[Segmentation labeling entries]
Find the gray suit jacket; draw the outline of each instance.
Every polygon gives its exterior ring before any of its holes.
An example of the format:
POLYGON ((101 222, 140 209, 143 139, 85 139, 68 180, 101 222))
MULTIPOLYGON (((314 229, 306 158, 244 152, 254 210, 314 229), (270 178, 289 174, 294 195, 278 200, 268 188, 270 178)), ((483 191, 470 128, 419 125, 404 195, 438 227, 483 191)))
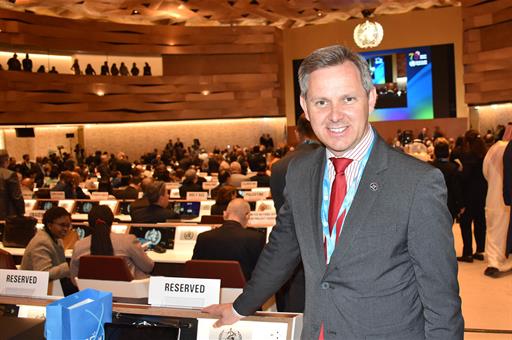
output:
MULTIPOLYGON (((112 233, 110 234, 110 240, 112 241, 112 248, 114 248, 114 255, 122 256, 125 259, 128 269, 130 269, 130 272, 133 274, 133 278, 135 280, 147 278, 155 264, 144 252, 144 249, 142 249, 135 235, 112 233)), ((84 255, 91 255, 90 235, 75 243, 73 256, 69 263, 70 276, 72 279, 78 276, 80 257, 84 255)))
POLYGON ((25 248, 20 269, 47 271, 50 280, 69 277, 62 240, 55 242, 46 231, 38 230, 25 248))
POLYGON ((463 338, 451 216, 441 172, 377 137, 329 265, 320 220, 325 149, 295 159, 285 204, 234 303, 252 314, 302 258, 303 339, 463 338))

[INSTRUCTION] Put every line of the entries above into a JSON list of strings, one string per line, skipping blank lines and leaving out the pictures.

[WRITTEN ANSWER]
[
  "Find the gray suit jacket; draw the outline of each instance.",
  "Every polygon gives its exterior ring before any of its holes.",
  "An example of the format:",
  "POLYGON ((101 222, 140 209, 143 139, 85 139, 68 180, 101 222))",
  "MULTIPOLYGON (((314 229, 306 158, 244 152, 254 210, 314 229), (270 178, 289 174, 294 195, 278 200, 268 188, 270 178)), ((483 191, 470 128, 419 125, 404 195, 438 227, 483 191)))",
  "output:",
  "MULTIPOLYGON (((112 233, 110 234, 110 240, 112 241, 112 248, 114 248, 114 255, 122 256, 125 259, 128 269, 130 269, 130 272, 133 274, 133 278, 135 280, 147 278, 155 264, 144 252, 144 249, 142 249, 135 235, 112 233)), ((84 255, 91 255, 90 235, 75 243, 73 256, 69 263, 70 276, 72 279, 78 276, 80 257, 84 255)))",
  "POLYGON ((25 248, 20 269, 47 271, 50 280, 69 277, 62 240, 55 242, 46 231, 38 230, 25 248))",
  "POLYGON ((463 338, 451 216, 441 172, 377 137, 329 265, 320 220, 325 149, 295 159, 285 204, 234 303, 252 314, 302 258, 303 339, 463 338))"
]